## Exercise instructions
Leave out the pictures and return every entry exactly as it appears.

## Data to process
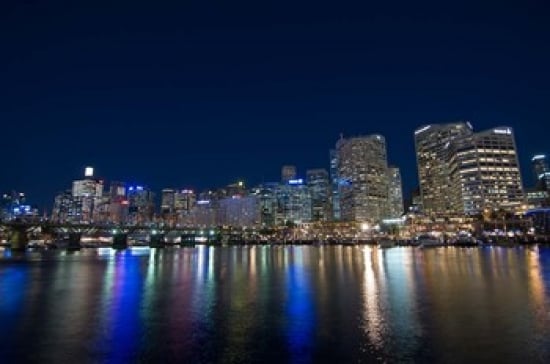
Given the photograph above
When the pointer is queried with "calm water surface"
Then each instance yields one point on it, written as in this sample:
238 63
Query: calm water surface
298 304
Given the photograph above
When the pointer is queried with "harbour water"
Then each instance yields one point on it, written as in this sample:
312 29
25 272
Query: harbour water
279 304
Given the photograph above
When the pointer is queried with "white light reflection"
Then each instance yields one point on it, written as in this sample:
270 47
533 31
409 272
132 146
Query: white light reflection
374 296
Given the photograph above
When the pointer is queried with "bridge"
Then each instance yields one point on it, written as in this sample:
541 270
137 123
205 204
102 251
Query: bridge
18 234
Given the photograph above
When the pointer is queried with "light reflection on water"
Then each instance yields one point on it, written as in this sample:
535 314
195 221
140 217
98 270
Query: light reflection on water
296 304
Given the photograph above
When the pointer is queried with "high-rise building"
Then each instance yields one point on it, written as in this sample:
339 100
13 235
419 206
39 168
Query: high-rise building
363 184
239 211
395 193
288 173
335 185
433 154
486 173
118 203
320 191
293 203
541 171
267 199
141 206
167 201
184 201
87 195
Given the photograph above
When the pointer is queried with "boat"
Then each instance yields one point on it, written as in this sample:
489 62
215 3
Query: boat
428 240
386 243
465 239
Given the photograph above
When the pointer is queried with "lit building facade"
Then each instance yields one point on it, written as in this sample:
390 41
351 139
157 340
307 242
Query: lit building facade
486 173
141 206
293 203
288 173
184 202
363 178
335 185
433 157
267 200
539 163
239 211
395 193
319 187
87 195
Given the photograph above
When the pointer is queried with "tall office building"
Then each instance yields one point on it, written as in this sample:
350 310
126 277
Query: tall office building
293 203
288 173
320 191
335 185
362 170
87 196
268 207
541 171
141 207
433 154
184 201
118 203
167 201
486 173
395 193
239 211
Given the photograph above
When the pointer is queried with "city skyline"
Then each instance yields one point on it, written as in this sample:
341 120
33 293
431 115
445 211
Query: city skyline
198 96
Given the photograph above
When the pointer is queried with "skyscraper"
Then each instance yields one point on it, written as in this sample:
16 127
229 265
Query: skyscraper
87 195
541 171
395 193
288 173
433 156
293 203
362 170
320 191
485 170
335 185
141 205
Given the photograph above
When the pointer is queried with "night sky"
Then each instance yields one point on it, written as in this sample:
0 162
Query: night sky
201 93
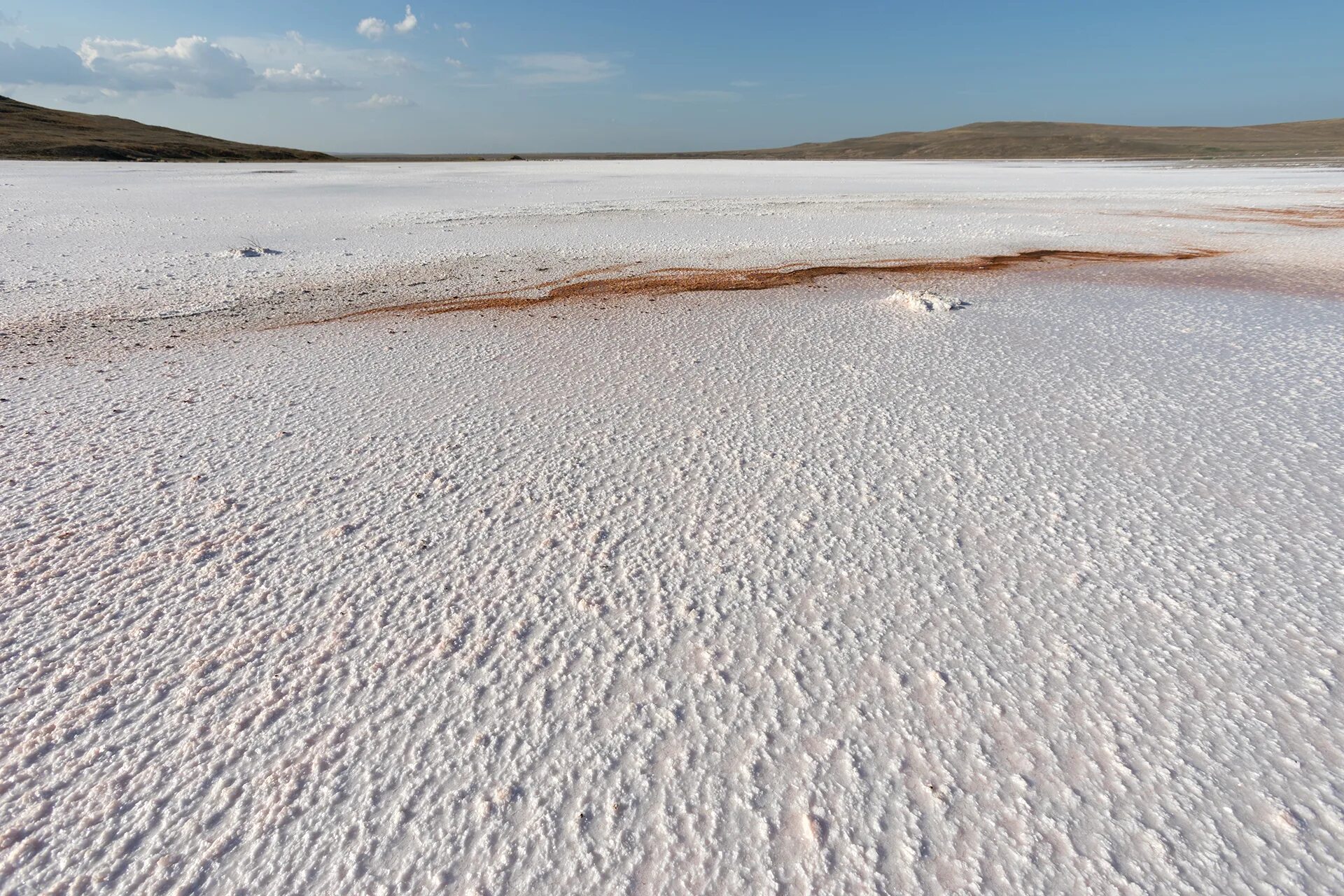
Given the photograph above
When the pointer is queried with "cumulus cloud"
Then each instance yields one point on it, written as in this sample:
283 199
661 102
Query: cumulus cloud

## Solution to this exercise
Given the photograph above
When the pointer is queried with "calm water surface"
Then each instance yields one point on it, written as in this sample:
238 63
Query: calm water surface
298 304
Given the photograph above
When the pointer is queried with "harbour water"
Then each instance yields one point on it, written as in this sample:
312 29
25 272
Query: harbour water
279 304
Given the photograph above
When the pointer is queried with "white light reflection"
Then each instance yields one point on it, written as in this sample:
270 47
533 31
409 272
132 146
Query: white light reflection
374 296
Given the photograph above
When the pointer is queried with "bridge"
Then each instance yields one point on it, written as in this sample:
541 270
137 123
205 204
102 251
Query: bridge
18 234
Given the photograph above
When the pointer is queried with "light reflection on water"
Then each instance yields one point on it, written as in this sample:
535 314
195 221
140 217
98 270
Query: light reflection on water
296 304
Given the photograph above
When the pointer is queried with "high-rise building"
Then each instance yields one point on it, written as in this sample:
339 100
13 235
419 206
39 168
Query: high-rise building
363 184
239 211
395 193
288 173
335 185
433 154
486 173
118 203
320 191
293 203
541 171
267 199
141 206
167 201
184 201
87 195
Given the photograph above
When the pointer is queried with "boat"
Then each instance yields one point on it, written as in this sample:
489 62
215 3
Query: boat
428 240
386 243
465 239
Given the photograph above
When the pointer is queried with "lit building facade"
Then each instance yields one point on it, written as in this sample:
390 41
351 139
157 340
307 242
Query: lit building facade
486 173
141 206
293 203
288 173
184 202
363 178
335 185
433 157
267 200
539 163
239 211
395 193
319 187
87 195
Given the photograph above
When the pointer is queried with "tall office building"
Then each instance yields one point on it, written as in this sample:
350 310
126 277
Query: tall office building
293 203
288 173
320 191
335 185
362 170
87 196
268 207
541 171
141 207
433 154
184 201
118 203
167 201
486 173
395 193
239 211
Given the photograph above
When the pointer is queried with "city skyline"
Then each instance yields one point on it, written as in this sample:
341 120
33 293
431 115
445 211
Query: city skyline
198 96
Given the photograph above
When the pointer is queried with "skyscraper"
Then each instance yields one point on it, written as in this sample:
16 127
229 265
Query: skyscraper
87 195
541 171
395 193
288 173
433 156
293 203
362 170
320 191
485 170
335 185
141 205
Given the photograph above
When the pointer is queried with "night sky"
Then each instance yields one point on it, written as in this sample:
0 162
Query: night sky
201 93
Given the photograph above
When the pointer is queried with "cumulus cloud"
Then each instance yields one point on it, written as in this sample:
283 199
661 102
Query: cumulus cloud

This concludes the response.